Exercise task:
Change every "produce" in the material below to "generate", and leave everything else the same.

begin

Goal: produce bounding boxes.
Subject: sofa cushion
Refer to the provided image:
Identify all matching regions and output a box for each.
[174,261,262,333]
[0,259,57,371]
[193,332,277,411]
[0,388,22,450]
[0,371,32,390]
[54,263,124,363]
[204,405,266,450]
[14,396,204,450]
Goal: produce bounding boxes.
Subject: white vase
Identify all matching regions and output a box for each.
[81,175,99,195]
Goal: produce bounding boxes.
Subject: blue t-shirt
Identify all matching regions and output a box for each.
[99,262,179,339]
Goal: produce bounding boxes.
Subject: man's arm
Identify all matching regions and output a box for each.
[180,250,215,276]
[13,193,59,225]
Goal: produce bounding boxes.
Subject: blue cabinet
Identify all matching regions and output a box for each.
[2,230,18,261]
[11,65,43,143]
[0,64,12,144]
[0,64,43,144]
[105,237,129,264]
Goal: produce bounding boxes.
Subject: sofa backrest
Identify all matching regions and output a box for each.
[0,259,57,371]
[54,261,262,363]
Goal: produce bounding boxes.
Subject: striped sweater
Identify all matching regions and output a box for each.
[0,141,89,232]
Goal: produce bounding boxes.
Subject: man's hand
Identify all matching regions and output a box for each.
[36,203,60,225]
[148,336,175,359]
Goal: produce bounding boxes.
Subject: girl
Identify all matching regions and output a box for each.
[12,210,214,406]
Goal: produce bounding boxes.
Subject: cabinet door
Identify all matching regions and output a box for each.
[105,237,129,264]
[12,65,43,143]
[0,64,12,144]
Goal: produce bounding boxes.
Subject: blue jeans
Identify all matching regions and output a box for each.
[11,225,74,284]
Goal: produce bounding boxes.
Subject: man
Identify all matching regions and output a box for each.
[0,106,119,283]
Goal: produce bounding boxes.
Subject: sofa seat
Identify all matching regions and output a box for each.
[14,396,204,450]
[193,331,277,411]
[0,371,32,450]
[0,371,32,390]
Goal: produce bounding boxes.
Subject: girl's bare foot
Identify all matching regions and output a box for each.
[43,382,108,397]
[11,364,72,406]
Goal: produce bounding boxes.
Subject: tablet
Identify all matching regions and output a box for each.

end

The output:
Goal: generate bounding boxes.
Subject: sofa cushion
Refer to the provided image:
Identify all matching regions and output a box for each.
[174,261,262,333]
[0,259,57,371]
[193,332,277,411]
[0,388,22,450]
[0,371,32,390]
[54,263,124,363]
[204,405,266,450]
[14,396,204,450]
Goal: generate bounding boxes.
Subject: white vase
Identify all matching regions and output a box for each.
[81,175,99,195]
Goal: generate bounding boxes.
Subject: blue t-shirt
Identify all matching regions and output a box for each.
[99,262,179,339]
Goal: generate bounding boxes.
Subject: man's arm
Identify all matching regions and output a box for each.
[180,250,215,276]
[13,193,59,225]
Goal: generate bounding boxes.
Subject: blue cabinet
Identify all matching regions and output a box for each.
[2,230,18,261]
[11,65,43,143]
[0,64,12,144]
[0,64,43,144]
[105,237,129,264]
Goal: generate bounding boxes.
Subject: sofa backrest
Identify all matching regions and output a box for each.
[0,259,57,371]
[54,261,262,363]
Goal: generate bounding boxes.
Subject: striped sweater
Identify all matching regions and output a box for each.
[0,141,89,232]
Goal: generate bounding boxes.
Subject: man's hand
Identify all matching regions and output a box for each.
[36,203,60,225]
[148,336,175,359]
Goal: generate bounding boxes.
Subject: girl
Identify all matching regions and output a box for each.
[12,210,214,406]
Goal: generate bounding boxes.
Subject: cabinet door
Identify all matching regions and output a box for each.
[105,237,129,264]
[12,65,43,143]
[0,64,12,144]
Goal: generate bounding boxes.
Subject: blue jeans
Identify all matching regions and output a box for each.
[11,225,74,284]
Goal: generate bounding boxes.
Subject: man
Identify all matching regions and output a box for each.
[0,106,119,283]
Goal: generate bounding boxes.
Subject: sofa seat
Identify all matching regions and output a box for each.
[14,396,204,450]
[193,331,277,411]
[0,371,32,450]
[0,371,32,390]
Goal: generate bounding boxes.
Subject: girl's bare foot
Identify all matching regions and output a box for each.
[43,382,108,397]
[11,364,72,406]
Goal: generate bounding boxes.
Subject: tablet
Identify all matching regions and output a box for each.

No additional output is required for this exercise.